== TEXT PROVIDED ==
┄┄┄┄┄┄
Fall Fabrics : Merino Wool
August 29th, 2012
It’s that time again, for all you beachheads and summer heat bathers just like everything else in life it slowly comes to an end. It is time to make way for in my opinion the most glorious season of them all. Fall before we know it will be in full swing. In the passing weeks I shall be documenting a few great things we should all be having in our closets for Fall : fabrics, prints, colours you name it.
Merino wool is a material that shorn from the Merino Sheep. The Merino sheep tends to be sought after for their coats that produce the finest, softest wools around. Merino wool breathes and wicks better than most synthetic fibers, so it is often used for athletic garments. In the wool family Merino is by far the softest and more finely crimped than any other wool. There are five basic wool grades: strong, medium, fine, super fine, and ultra fine. Wool id measured by micrometers – the lower the measurements, the finer the fiber. Brief History
Documented by Spanish writers at the time.
The Phoenicians ( located in center or Lebanon ) , were known to be the first keepers of sheep that produced clothing for humans. It is said that they had brought sheep to North America from Asia Minor. It is thought that the foundation flocks that found their way to Spain were introduced sometime in the 12th century. An Arab Moor tribe called Beni-Merines is thought to be the ones to bring these wool producers to Europe.
┄┄┄┄┄┄
== DATASET CONTENT ==

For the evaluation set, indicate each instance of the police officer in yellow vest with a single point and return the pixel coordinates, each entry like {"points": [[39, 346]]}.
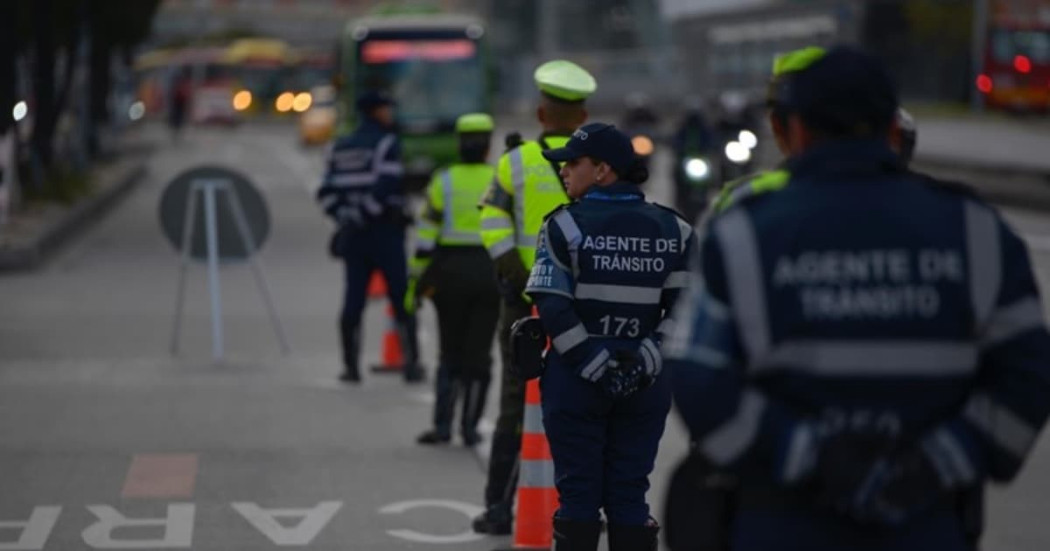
┄┄┄┄┄┄
== WHAT YOU ARE ASKED TO DO ==
Resume the Merino wool fall fabrics post at the point where it stops, continuing its brief history of the breed.

== RESULT ==
During the 13th and 14th centuries, Spain was well noted for the production of fine wool and they held a monopoly between the 12th and the 16th century for this industry. Today Australia is known to be the top producers of Merino wool and New Zealand manages to produce the highest quality of this soft wool. Merinos are extremely well at adapting to various temperatures that being they can be found in many parts of the world.
When it comes to wool it is known to be cozy, comfy, and chunky. But on the down side it is notorious to be extremely itchy and extremely hot. Contrary to believes Merino wools are neither itchy nor overly hot. It provides a moderate amount of warmth. Its renowned elements are its ability to draw sweat away from skin and retain its moisture, and the clothing remains dry to the touch. Not only that, due to its uniquely thin fibers, Merino wool does not retain odors bacteria cannot find a solid surface to grow on, thus making it anti-microbial, as well. Reason being Merino wool is ideal for athletic garments.